NCOFF Briefs summarize literature reviews and reports published by the National Center on Fathers and Families. The literature review that is summarized here was presented during the 1995-1996 NCOFF Fathers and Families Roundtable Series. This Series brought together researchers, practitioners, and policymakers to examine issues surrounding the NCOFF Core Learnings and findings thought to be essential in working with fathers. This Brief describes the Intergenerational Issues literature review which was written by Vivian L. Gadsden of the University of Pennsylvania and Marcia Hall of Simmons College. NCOFF appreciates core funding from the Annie E. Casey Foundation and special project funding from the Ford and the Charles Stewart Mott Foundations.

Key Findings

 

  • Most people base their parenting practices on the way they were raised, sometimes modeling and sometimes reacting against the techniques of their parents. However, the specific mechanism for intergenerational transmission and the actual effects of father involvement are difficult to determine.

     

  • Grandparents, and often great-grandparents, are increasingly a source of support for families and may contribute to children's attitudes and beliefs as much as parents do.

     

  • Parents affect adult children's attitudes and behaviors most clearly in the areas of religious practices and beliefs, political activism, and educational values, with some differential effects appearing in mothers' influence on daughters' activism and fathers' influence on sons' religious practices.

     

  • There is still no clear-cut evidence about the effects of divorce on adult children, although increasingly studies associate divorce with a range of problems experienced by children in and out of school as well as single parenting in the next generation. The decline in a family's standard of living may explain many of the negative outcomes for children.

     

  • Dysfunction in the family of origin seems to increase a person's propensity toward alcohol abuse. There is also evidence for a cycle of physical abuse which is generational and role-specific; men and fathers tend to be the ones who abuse, and women and mothers are abused.

     

  • Most studies continue to rely on the comparative model in which family formation patterns of White, middle-class families are used as the norm; researchers try to determine how Black families "measure up" to White families.

    Recommendations for Research

     

  • Researchers should examine the continuum of fathers' positive and negative impact.

     

  • Researchers should increase the number and quality of studies that focus on intergenerational learning. However, researchers need to expand the subject and informant pool in order to understand how learning occurs in different populations and across social classes and emphasize strengths within ethnic families, particularly with respect to how they can be used to enhance support efforts.

     

  • The increasing role of three- and four-generational families requires that researchers investigate how these multiple generations connect around children's development and what the long-term implications are for families. Researchers and practitioners must recognize the important role of grandparents as surrogate parents and thereby encourage public support and services that will facilitate their contributions to the healthy development of children.

     

  • Although we should continue to examine the intergenerational effect of "healthy" homes, substantial work needs to focus on the negative consequences of living in a home in which there is abuse, alcoholism, or drug addiction and the differential effects of father involvement and absence.

    Recommendations for Practice

     

  • Along with researchers, practitioners must construct effective ways to invite fathers into children's educational experiences and sustain their participation in the learning process.

    Programs can not focus only on the issues the fathers identify but must address also issues derived from their families of origin: that is, practices, beliefs, father presence and absence, and parenting.

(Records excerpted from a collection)
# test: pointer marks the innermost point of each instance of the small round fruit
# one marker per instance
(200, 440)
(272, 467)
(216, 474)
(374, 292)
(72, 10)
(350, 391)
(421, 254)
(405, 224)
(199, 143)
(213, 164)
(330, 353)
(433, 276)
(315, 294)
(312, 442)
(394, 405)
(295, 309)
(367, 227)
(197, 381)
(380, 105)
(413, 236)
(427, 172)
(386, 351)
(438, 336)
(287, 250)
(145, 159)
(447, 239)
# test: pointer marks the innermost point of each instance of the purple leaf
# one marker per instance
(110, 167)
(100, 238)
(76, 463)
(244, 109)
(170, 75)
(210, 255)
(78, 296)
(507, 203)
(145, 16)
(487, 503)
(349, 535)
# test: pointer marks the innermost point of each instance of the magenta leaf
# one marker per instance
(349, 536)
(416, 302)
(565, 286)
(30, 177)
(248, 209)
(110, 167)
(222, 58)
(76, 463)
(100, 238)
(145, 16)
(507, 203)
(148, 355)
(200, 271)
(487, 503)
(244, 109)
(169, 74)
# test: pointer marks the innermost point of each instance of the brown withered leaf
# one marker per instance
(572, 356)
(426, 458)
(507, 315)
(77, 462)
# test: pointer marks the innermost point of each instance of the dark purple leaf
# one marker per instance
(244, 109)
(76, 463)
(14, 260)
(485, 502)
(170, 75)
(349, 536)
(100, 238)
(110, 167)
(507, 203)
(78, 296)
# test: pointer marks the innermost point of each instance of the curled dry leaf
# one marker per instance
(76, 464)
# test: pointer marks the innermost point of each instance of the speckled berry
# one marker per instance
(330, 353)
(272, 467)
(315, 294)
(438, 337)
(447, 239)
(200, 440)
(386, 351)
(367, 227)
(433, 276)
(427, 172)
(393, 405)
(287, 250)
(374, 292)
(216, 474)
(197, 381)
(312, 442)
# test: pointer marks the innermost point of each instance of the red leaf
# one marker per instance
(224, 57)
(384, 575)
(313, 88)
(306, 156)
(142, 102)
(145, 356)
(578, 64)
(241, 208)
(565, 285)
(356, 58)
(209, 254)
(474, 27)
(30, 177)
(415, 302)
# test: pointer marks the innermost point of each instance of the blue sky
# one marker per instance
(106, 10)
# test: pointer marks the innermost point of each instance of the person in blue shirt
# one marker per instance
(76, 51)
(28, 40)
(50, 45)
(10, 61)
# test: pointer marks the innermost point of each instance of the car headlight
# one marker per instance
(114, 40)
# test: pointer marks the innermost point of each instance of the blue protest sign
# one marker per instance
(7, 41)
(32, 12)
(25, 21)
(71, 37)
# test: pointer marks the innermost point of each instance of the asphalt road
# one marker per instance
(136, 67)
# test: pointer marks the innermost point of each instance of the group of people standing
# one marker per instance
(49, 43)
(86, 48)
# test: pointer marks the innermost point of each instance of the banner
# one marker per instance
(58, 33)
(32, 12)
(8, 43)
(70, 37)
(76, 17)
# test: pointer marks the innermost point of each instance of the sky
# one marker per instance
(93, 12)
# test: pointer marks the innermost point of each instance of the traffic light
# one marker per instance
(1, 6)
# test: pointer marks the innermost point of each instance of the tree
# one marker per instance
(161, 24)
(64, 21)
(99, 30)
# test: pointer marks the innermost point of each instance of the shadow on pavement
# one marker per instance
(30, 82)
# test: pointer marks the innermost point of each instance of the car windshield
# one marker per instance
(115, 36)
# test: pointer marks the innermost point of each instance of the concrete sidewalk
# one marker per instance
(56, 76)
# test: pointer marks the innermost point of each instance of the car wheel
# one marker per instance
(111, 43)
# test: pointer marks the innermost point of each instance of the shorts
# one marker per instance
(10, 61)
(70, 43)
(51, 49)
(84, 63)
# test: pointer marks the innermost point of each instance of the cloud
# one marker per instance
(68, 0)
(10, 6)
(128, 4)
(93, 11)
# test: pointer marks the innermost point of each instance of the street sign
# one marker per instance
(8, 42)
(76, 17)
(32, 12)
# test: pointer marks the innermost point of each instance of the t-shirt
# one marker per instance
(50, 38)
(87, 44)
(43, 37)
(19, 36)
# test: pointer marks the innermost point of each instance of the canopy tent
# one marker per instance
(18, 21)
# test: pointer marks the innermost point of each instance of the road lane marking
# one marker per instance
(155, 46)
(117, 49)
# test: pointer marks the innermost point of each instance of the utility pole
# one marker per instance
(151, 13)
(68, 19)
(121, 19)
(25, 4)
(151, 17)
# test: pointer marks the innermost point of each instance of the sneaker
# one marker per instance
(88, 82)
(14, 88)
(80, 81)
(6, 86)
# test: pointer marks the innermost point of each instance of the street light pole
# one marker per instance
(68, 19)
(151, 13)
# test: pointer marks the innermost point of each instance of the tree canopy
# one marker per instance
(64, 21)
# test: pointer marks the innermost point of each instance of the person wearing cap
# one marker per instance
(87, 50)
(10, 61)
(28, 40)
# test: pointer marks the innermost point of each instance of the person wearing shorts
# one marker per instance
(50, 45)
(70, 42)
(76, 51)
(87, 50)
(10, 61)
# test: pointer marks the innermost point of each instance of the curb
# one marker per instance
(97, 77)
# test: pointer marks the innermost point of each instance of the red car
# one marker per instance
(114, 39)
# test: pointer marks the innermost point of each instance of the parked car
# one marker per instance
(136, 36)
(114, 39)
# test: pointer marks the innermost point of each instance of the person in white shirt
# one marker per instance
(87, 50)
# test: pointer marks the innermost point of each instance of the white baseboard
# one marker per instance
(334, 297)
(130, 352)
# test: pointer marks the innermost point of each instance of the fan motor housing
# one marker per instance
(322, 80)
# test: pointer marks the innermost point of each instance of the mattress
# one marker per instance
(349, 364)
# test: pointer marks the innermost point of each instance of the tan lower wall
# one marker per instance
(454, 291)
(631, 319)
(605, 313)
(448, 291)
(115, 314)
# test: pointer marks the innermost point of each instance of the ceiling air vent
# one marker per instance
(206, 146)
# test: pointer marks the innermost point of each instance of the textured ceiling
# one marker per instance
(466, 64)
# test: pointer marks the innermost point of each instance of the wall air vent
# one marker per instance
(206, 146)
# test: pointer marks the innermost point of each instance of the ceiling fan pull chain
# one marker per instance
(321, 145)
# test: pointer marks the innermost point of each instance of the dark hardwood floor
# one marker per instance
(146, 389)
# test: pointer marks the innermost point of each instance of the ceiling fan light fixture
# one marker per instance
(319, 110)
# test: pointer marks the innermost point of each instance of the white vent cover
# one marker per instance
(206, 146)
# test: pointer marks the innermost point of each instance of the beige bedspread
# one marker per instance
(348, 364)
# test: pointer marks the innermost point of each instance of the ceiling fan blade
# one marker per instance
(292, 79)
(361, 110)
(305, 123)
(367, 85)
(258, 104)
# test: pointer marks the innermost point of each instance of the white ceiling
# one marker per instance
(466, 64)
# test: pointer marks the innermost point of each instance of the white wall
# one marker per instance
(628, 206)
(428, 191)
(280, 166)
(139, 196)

# EXERCISE DETAILS
Extract the part of the brief that begins at the words "Programs can not" and stops after the words "absence, and parenting.". The data were drawn from a different source than the brief.

# SOLUTION
Programs can not focus only on the issues the fathers identify but must address also issues derived from their families of origin: that is, practices, beliefs, father presence and absence, and parenting.